-- Start Excerpted data --

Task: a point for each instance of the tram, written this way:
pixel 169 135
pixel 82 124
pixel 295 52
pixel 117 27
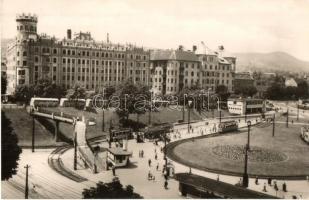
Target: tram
pixel 228 126
pixel 44 102
pixel 157 132
pixel 120 134
pixel 304 134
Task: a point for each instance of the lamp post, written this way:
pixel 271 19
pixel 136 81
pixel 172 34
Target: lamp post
pixel 274 125
pixel 245 175
pixel 189 108
pixel 297 110
pixel 249 125
pixel 287 118
pixel 183 107
pixel 208 98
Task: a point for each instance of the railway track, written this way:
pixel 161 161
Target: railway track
pixel 55 162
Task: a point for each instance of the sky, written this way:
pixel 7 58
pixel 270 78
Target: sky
pixel 239 25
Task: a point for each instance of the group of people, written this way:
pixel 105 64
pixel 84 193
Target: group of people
pixel 272 183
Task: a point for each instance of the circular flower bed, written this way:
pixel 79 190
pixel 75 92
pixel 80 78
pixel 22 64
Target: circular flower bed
pixel 255 154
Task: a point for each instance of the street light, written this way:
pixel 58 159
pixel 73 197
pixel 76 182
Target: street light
pixel 189 106
pixel 183 107
pixel 245 175
pixel 208 97
pixel 274 125
pixel 103 114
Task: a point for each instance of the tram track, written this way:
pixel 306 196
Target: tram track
pixel 55 162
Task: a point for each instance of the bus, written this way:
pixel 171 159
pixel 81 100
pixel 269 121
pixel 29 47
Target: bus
pixel 228 126
pixel 44 102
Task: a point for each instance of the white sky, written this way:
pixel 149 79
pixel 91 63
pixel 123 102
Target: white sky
pixel 239 25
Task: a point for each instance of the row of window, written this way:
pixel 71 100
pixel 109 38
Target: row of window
pixel 93 54
pixel 26 28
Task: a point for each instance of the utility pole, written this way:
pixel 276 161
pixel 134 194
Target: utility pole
pixel 75 152
pixel 245 175
pixel 33 130
pixel 287 118
pixel 274 125
pixel 150 109
pixel 26 186
pixel 297 111
pixel 189 105
pixel 103 114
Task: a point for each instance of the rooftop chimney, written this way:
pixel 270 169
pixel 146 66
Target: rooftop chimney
pixel 69 34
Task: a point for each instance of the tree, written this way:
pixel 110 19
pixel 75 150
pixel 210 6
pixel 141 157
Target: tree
pixel 45 88
pixel 132 98
pixel 4 84
pixel 76 92
pixel 302 89
pixel 9 149
pixel 112 190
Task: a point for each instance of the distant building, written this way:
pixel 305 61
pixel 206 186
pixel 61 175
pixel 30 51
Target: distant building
pixel 290 82
pixel 262 81
pixel 3 68
pixel 79 58
pixel 73 59
pixel 245 106
pixel 173 70
pixel 243 78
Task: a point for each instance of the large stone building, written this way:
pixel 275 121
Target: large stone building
pixel 79 58
pixel 73 59
pixel 173 70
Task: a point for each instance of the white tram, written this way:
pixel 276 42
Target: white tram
pixel 304 134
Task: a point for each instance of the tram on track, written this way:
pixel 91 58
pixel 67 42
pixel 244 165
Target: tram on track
pixel 304 134
pixel 228 126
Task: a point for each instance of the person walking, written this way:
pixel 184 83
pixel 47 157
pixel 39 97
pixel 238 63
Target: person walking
pixel 284 187
pixel 114 170
pixel 264 188
pixel 269 181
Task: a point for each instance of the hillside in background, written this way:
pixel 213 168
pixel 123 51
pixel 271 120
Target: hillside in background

-- End Excerpted data --

**What this task involves**
Please edit the listing by replacing "person walking" with "pedestrian" and leaving everything else unchanged. Begin at the line that has "Task: a point for each instance of the large", stop after the last line of the listing, and return only those lines.

**The response**
Task: a point for each instance of the large stone building, written this way:
pixel 275 121
Target: large stone building
pixel 79 58
pixel 73 59
pixel 173 70
Task: a point for each instance of the white tram, written this way:
pixel 276 42
Target: white tram
pixel 304 134
Task: a point for each instance of the tram on track, written this way:
pixel 91 58
pixel 67 42
pixel 244 165
Target: tram on track
pixel 304 134
pixel 228 126
Task: a point for each instance of the pedestrian, written this way:
pixel 184 83
pixel 47 157
pixel 39 97
pixel 238 63
Target: pedestrian
pixel 284 187
pixel 114 170
pixel 264 188
pixel 269 181
Task: a point for each instance of the hillside in background, written this way:
pixel 213 168
pixel 123 51
pixel 271 120
Target: hillside in background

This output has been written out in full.